Exactly. Take them when they come, and speed them up, breaks, not locks. Volla! 

In some of the Vee Arnis Jitsu clips I have seen, that seems to be the mentality. 

Also, I liked his finger in the eye crank the neck response to the clinch.[/quote]

Hubud is the term.   I agree though, and I think this is why many dont like locks.  When I teach them, I always try to stress that the locks should come to us, not the other way around.

Good stuff!


----------



## MJS (Jan 25, 2010)

Sukerkin said:


> Being English, that full-on, shouty-American, intensity is a bit off-putting but out of it all there was one sentence in his wrap-up that said it all. I can't recall the exact wording but he said, in answer to criticism that the system and mode of practise was too violent, that you have to become someone else for just thirty seconds to make sure you are able to get home safe to your family.
> 
> In the end, that is the unvarnished martial truth at the core of any art. Don't throw away your inate sense of morality or decency but enter that state of what the Japanese call _mushin_ for the time that it takes to make your escape.

EXERCISE DESCRIPTION: Repeat the forum thread about joint locks word for word. The lines come from a separate source.

GIVEN DATA:
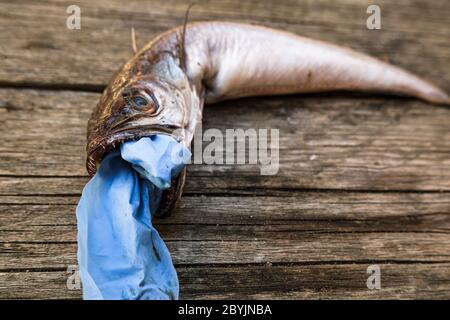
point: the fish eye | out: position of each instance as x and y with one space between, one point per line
139 101
142 101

WRITTEN RESPONSE:
Exactly. Take them when they come, and speed them up, breaks, not locks. Volla! 

In some of the Vee Arnis Jitsu clips I have seen, that seems to be the mentality. 

Also, I liked his finger in the eye crank the neck response to the clinch.[/quote]

Hubud is the term.   I agree though, and I think this is why many dont like locks.  When I teach them, I always try to stress that the locks should come to us, not the other way around.

Good stuff!


----------



## MJS (Jan 25, 2010)

Sukerkin said:


> Being English, that full-on, shouty-American, intensity is a bit off-putting but out of it all there was one sentence in his wrap-up that said it all. I can't recall the exact wording but he said, in answer to criticism that the system and mode of practise was too violent, that you have to become someone else for just thirty seconds to make sure you are able to get home safe to your family.
> 
> In the end, that is the unvarnished martial truth at the core of any art. Don't throw away your inate sense of morality or decency but enter that state of what the Japanese call _mushin_ for the time that it takes to make your escape.